* _YOUR INSTRUCTIONS_:
The line containing "line, e.g. [830,648]" and every line after it, through the last, are to be extracted exactly; no other lines belong in the answer.

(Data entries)
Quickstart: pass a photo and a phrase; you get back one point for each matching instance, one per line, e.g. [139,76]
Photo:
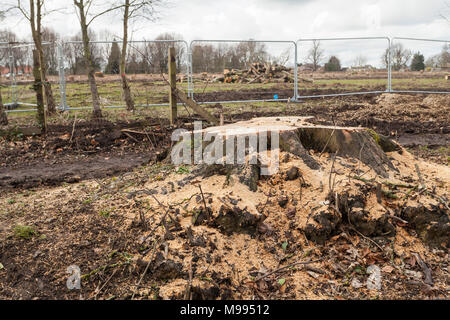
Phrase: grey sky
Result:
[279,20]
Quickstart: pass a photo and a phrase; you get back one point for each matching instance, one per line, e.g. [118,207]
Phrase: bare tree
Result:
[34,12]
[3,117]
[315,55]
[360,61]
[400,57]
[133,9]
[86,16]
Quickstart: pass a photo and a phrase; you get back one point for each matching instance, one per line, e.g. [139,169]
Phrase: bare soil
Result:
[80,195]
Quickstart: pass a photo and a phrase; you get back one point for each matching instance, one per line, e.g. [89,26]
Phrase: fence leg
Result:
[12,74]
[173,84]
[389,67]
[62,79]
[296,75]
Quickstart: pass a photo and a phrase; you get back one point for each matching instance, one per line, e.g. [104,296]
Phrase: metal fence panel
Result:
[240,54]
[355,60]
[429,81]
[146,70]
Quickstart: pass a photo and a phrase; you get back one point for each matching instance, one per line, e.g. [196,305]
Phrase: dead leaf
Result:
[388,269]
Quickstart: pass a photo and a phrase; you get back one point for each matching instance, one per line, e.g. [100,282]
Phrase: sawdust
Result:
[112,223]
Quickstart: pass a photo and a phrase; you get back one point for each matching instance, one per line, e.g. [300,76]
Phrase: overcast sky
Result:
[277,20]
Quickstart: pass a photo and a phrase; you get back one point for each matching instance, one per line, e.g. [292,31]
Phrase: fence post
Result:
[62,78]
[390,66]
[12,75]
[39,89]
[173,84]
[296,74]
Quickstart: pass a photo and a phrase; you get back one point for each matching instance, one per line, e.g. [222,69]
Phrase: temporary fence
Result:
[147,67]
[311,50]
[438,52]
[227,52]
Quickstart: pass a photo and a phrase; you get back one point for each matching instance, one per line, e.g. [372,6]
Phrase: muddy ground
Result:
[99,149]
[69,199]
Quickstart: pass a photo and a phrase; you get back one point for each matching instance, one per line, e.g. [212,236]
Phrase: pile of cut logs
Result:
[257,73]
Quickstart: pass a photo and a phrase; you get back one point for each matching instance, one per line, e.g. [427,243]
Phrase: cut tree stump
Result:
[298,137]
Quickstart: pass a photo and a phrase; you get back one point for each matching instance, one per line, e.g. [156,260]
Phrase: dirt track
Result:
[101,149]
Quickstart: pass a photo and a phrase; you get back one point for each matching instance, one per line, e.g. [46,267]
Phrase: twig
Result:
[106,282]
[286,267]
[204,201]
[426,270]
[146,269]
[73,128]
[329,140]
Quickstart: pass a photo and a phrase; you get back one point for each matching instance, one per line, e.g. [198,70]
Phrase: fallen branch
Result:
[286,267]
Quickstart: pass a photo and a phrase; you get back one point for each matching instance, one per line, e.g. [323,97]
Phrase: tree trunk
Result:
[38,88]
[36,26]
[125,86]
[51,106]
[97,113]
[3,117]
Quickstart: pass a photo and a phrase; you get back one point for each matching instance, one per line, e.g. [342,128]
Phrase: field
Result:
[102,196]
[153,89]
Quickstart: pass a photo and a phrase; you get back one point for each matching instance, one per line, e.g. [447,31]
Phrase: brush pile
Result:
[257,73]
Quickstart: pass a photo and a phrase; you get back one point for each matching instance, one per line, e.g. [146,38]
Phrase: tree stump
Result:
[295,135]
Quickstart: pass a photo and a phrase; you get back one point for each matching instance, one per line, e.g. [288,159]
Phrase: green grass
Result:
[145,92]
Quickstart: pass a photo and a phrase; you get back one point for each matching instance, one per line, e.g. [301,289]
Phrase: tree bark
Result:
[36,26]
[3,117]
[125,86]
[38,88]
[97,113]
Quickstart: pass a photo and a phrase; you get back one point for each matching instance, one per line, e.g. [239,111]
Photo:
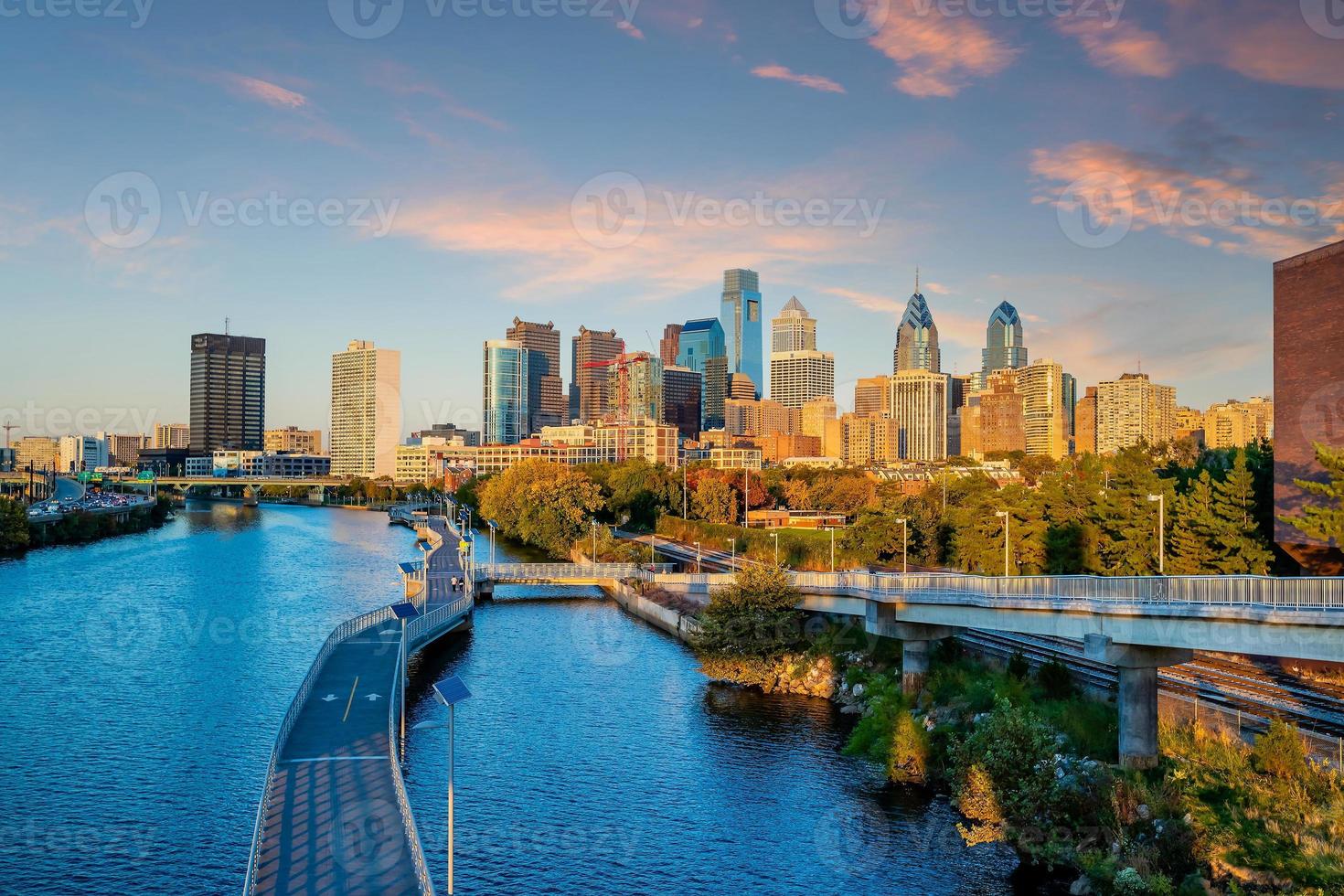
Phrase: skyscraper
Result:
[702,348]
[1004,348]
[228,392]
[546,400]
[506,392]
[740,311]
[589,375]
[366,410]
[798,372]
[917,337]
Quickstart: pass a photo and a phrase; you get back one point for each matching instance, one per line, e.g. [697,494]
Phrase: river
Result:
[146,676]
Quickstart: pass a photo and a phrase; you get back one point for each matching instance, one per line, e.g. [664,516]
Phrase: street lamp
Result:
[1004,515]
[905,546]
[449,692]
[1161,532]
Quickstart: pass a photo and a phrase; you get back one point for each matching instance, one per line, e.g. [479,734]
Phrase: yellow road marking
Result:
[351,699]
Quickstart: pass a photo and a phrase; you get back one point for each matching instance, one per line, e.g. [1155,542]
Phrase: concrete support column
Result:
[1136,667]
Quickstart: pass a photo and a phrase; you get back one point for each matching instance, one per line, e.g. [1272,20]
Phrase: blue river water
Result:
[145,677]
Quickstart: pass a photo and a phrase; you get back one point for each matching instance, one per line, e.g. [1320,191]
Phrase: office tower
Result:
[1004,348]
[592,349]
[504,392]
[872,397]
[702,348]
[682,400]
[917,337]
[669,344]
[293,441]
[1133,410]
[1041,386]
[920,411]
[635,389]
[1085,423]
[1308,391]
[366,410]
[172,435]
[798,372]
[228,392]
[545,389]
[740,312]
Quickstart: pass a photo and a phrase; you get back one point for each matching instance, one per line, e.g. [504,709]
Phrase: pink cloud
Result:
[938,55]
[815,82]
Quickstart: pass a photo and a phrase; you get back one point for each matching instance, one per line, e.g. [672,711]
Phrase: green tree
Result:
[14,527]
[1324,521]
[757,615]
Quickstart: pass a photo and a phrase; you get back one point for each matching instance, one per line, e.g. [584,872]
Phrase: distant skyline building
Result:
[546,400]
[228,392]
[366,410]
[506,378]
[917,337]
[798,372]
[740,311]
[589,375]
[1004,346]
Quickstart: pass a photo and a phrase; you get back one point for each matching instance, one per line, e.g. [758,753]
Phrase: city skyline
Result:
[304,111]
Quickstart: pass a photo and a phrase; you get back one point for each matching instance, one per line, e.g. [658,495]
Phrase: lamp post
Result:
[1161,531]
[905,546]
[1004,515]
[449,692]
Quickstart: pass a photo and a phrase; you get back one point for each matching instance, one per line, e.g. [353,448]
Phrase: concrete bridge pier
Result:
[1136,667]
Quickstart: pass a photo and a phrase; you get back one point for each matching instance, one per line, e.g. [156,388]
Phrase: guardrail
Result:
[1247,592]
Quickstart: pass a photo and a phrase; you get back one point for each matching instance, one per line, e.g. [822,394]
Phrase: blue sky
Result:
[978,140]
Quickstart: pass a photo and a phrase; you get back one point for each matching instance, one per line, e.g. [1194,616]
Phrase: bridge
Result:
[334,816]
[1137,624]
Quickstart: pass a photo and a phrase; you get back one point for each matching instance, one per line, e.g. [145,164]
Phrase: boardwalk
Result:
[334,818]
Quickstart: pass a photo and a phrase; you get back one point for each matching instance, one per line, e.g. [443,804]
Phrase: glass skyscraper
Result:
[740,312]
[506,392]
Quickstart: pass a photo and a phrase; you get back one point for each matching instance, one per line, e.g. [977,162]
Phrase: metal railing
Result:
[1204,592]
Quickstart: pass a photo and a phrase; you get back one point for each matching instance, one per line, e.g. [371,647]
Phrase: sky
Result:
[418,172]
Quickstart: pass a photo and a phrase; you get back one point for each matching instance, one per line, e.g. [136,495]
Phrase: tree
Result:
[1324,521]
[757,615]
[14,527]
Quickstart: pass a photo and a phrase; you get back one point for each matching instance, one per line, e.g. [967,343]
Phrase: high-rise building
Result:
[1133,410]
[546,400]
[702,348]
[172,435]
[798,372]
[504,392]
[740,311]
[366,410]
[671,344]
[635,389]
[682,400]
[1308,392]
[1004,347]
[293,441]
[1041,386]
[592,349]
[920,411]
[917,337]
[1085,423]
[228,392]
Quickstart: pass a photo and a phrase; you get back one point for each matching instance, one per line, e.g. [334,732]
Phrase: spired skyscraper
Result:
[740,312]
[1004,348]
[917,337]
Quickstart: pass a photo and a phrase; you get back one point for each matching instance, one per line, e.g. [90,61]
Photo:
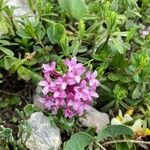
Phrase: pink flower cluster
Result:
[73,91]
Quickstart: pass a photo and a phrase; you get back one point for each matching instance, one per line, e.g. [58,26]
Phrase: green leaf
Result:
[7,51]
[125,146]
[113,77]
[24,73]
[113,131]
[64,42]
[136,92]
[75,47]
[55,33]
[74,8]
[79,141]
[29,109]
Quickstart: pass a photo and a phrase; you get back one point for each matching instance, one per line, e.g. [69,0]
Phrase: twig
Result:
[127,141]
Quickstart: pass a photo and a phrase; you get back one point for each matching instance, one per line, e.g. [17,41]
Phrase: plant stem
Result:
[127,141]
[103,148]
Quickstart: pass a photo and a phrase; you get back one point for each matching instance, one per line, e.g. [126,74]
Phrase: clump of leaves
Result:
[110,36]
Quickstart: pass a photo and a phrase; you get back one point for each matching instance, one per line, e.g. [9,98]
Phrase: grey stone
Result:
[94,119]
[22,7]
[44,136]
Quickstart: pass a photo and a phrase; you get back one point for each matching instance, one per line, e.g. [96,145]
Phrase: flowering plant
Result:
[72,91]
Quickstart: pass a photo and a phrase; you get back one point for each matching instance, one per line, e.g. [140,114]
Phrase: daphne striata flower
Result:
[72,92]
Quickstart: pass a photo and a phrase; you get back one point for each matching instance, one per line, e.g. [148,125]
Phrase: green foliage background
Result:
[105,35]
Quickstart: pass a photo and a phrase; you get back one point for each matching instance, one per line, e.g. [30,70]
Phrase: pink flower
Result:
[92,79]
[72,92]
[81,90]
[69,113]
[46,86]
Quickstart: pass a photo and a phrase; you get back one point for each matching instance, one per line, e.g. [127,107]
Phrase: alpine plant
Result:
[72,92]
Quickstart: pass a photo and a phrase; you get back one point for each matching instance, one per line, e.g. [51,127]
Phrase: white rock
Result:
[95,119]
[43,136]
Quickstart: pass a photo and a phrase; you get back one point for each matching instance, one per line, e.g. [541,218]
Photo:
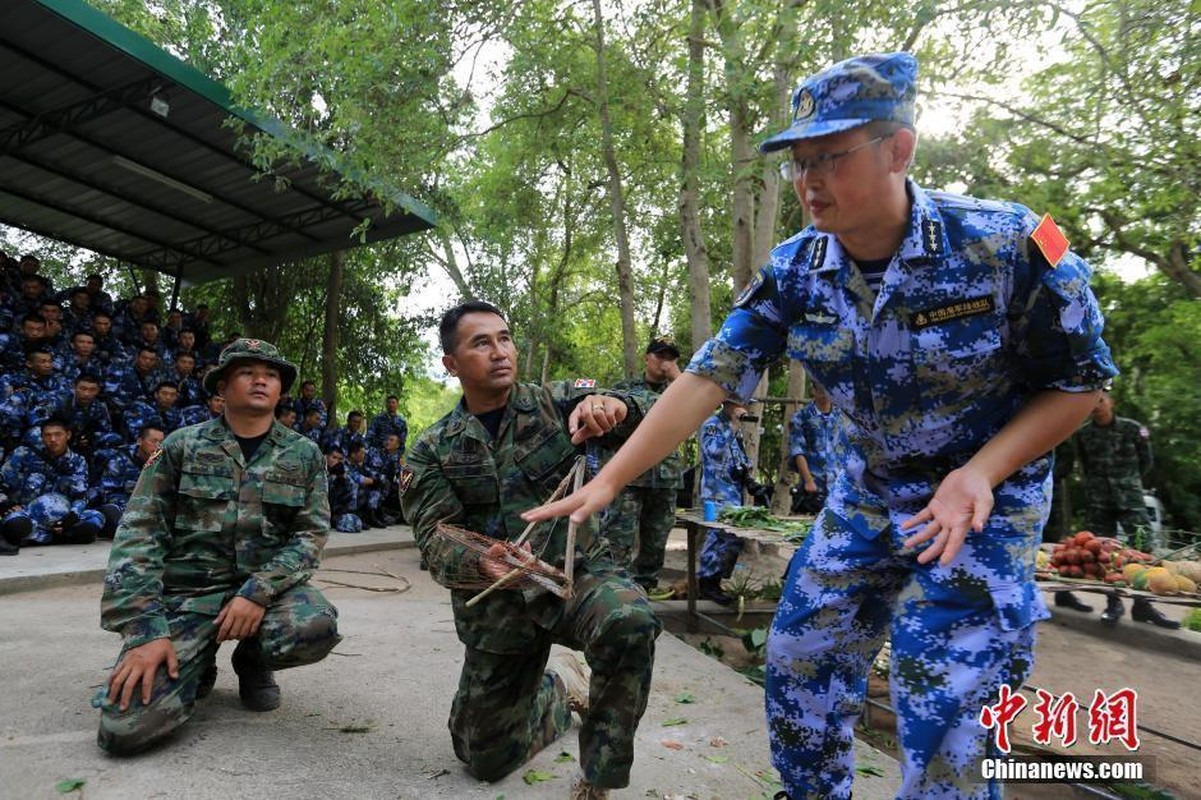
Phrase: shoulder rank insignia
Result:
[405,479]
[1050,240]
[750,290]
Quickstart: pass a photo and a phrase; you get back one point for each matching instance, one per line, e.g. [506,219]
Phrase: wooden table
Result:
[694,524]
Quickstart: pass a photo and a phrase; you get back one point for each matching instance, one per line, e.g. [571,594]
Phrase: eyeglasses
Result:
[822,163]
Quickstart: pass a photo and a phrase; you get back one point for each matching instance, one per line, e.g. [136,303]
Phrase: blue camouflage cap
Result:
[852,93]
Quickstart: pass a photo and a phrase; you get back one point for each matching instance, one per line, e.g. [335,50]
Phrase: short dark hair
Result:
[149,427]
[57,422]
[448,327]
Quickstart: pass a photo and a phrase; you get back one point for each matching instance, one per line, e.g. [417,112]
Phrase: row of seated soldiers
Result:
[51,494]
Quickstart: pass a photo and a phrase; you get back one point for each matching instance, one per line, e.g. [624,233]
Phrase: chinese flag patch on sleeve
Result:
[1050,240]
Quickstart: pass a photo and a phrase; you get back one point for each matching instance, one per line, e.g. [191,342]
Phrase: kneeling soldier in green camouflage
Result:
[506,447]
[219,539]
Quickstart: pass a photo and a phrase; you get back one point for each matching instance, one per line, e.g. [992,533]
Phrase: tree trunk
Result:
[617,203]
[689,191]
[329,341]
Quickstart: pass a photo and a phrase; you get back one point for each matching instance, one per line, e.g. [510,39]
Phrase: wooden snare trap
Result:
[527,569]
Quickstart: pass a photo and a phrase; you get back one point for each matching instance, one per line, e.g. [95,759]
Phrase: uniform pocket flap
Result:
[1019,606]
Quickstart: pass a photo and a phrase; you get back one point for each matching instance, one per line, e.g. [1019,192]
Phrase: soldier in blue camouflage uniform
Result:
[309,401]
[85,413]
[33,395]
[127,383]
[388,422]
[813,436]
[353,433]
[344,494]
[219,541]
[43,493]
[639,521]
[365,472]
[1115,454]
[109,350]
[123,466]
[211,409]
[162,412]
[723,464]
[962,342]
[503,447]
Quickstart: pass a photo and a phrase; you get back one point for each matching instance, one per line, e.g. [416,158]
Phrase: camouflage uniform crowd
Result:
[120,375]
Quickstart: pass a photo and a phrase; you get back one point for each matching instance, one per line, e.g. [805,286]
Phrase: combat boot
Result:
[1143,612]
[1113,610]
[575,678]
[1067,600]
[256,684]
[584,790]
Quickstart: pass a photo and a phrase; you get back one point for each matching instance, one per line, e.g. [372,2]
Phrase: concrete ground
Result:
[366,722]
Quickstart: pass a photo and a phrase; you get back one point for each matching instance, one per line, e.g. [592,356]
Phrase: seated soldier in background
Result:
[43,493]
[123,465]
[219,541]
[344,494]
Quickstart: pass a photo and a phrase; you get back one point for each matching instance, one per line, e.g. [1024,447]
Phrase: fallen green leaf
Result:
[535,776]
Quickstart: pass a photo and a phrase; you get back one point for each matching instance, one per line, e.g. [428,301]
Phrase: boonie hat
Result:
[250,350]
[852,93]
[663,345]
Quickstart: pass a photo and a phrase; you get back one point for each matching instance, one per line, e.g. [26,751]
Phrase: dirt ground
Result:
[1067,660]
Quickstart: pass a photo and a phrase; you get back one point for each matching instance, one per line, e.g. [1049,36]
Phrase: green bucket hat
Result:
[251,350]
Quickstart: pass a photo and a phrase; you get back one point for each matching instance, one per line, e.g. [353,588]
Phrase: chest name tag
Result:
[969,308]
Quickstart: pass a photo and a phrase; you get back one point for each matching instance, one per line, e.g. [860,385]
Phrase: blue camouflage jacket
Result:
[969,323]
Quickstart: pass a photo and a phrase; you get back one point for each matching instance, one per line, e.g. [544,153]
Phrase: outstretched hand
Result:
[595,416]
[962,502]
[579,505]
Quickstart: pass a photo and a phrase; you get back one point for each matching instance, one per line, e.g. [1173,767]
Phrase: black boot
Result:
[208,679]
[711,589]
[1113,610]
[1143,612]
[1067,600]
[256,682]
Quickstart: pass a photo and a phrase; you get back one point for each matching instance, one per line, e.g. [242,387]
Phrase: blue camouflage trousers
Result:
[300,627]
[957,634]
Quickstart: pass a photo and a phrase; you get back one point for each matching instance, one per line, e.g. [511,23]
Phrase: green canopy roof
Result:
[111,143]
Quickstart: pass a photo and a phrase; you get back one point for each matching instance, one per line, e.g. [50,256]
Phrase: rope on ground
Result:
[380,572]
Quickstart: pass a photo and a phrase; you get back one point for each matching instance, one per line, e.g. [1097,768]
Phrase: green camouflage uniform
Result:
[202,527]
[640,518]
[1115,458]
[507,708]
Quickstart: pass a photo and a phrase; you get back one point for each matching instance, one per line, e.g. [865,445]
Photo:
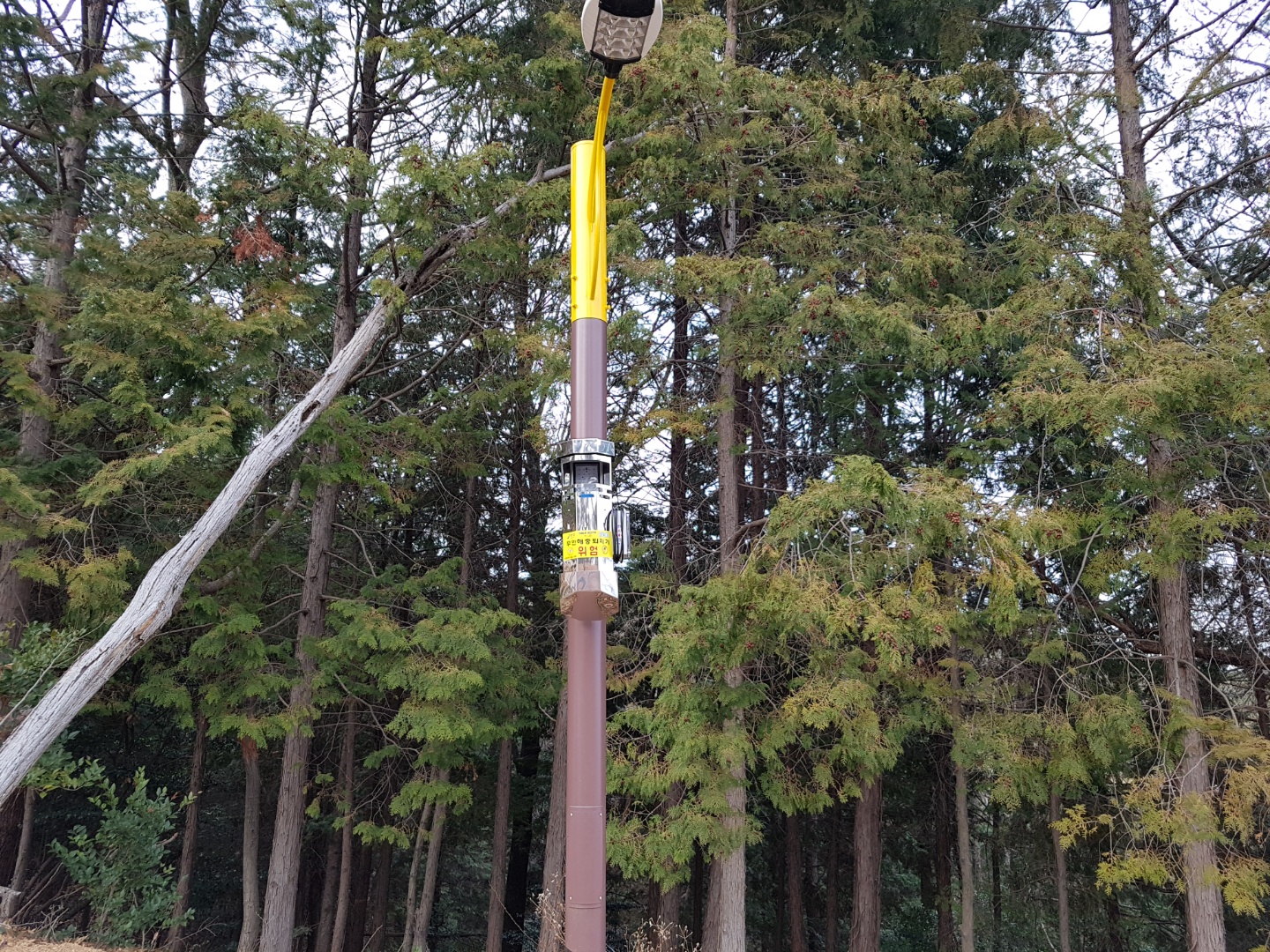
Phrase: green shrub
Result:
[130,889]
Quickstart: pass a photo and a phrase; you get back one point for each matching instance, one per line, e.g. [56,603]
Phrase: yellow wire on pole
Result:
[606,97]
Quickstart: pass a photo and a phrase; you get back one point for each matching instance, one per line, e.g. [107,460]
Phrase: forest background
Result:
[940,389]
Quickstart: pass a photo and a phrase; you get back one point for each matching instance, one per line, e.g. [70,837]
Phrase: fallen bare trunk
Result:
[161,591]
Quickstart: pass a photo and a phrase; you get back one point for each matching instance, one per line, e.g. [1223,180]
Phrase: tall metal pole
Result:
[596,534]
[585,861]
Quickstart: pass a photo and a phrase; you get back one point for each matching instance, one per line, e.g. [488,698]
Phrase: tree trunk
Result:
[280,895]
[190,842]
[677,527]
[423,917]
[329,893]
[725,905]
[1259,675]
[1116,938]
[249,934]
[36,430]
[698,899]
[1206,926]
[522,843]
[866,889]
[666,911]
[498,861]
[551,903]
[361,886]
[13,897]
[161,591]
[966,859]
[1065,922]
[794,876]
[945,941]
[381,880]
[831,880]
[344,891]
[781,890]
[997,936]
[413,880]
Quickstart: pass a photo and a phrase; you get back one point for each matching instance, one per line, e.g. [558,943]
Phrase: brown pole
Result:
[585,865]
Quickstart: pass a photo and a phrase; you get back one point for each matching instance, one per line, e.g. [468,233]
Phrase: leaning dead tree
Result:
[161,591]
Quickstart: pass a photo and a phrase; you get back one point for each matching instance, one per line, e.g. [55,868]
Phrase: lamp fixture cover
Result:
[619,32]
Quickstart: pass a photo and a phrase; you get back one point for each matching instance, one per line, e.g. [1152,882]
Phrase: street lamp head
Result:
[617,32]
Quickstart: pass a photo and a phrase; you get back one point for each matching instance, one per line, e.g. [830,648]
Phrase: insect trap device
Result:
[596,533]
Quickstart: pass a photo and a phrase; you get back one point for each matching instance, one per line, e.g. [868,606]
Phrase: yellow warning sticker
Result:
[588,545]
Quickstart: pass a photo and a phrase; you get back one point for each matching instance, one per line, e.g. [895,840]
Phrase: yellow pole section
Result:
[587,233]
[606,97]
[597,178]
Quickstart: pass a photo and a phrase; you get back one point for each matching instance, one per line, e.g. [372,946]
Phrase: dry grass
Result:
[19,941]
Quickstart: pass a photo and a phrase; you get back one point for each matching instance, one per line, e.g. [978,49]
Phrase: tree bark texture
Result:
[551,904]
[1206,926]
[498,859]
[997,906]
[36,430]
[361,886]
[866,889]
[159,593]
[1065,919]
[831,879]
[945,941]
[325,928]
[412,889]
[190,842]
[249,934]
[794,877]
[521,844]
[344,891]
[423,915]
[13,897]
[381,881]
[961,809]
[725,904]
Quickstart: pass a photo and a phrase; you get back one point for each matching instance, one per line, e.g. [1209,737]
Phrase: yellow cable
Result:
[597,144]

* _TASK RESPONSE_:
Quickstart: pass a photo and a phrase; you get back one point for each matching instance, one per line, e.g. [830,648]
Phrase: insect trap device
Result:
[596,533]
Quickstart: pass a photo and a phrase; you get back one point for each matching instance, one per line, e.g. [868,606]
Phrase: yellow warning sticker
Result:
[588,545]
Quickstart: pass a photo and a phrase; you get back one point for each matching instance, one per line, e.g. [895,840]
Phrase: yellow pole section
Result:
[587,233]
[606,97]
[597,178]
Quickstart: pass a photo and a phrase; you get back one point for each matching instance, one per line, e.g. [372,946]
Phrase: dry grass
Result:
[19,941]
Quickstart: pass a photo and a phrase; you get back one point for each matching instance, one per line, e.g. [978,49]
Phrase: tree bark texture
Result:
[551,904]
[1206,926]
[498,859]
[997,906]
[36,430]
[361,886]
[866,889]
[159,593]
[1065,919]
[831,879]
[945,941]
[325,928]
[412,889]
[190,842]
[249,934]
[794,877]
[521,844]
[344,891]
[423,915]
[13,897]
[381,881]
[961,809]
[725,904]
Quickstart: pass a photo and a phrase; you get back one point for each matching instance, one per line, e.g. [1209,737]
Phrase: yellow cable
Result:
[597,144]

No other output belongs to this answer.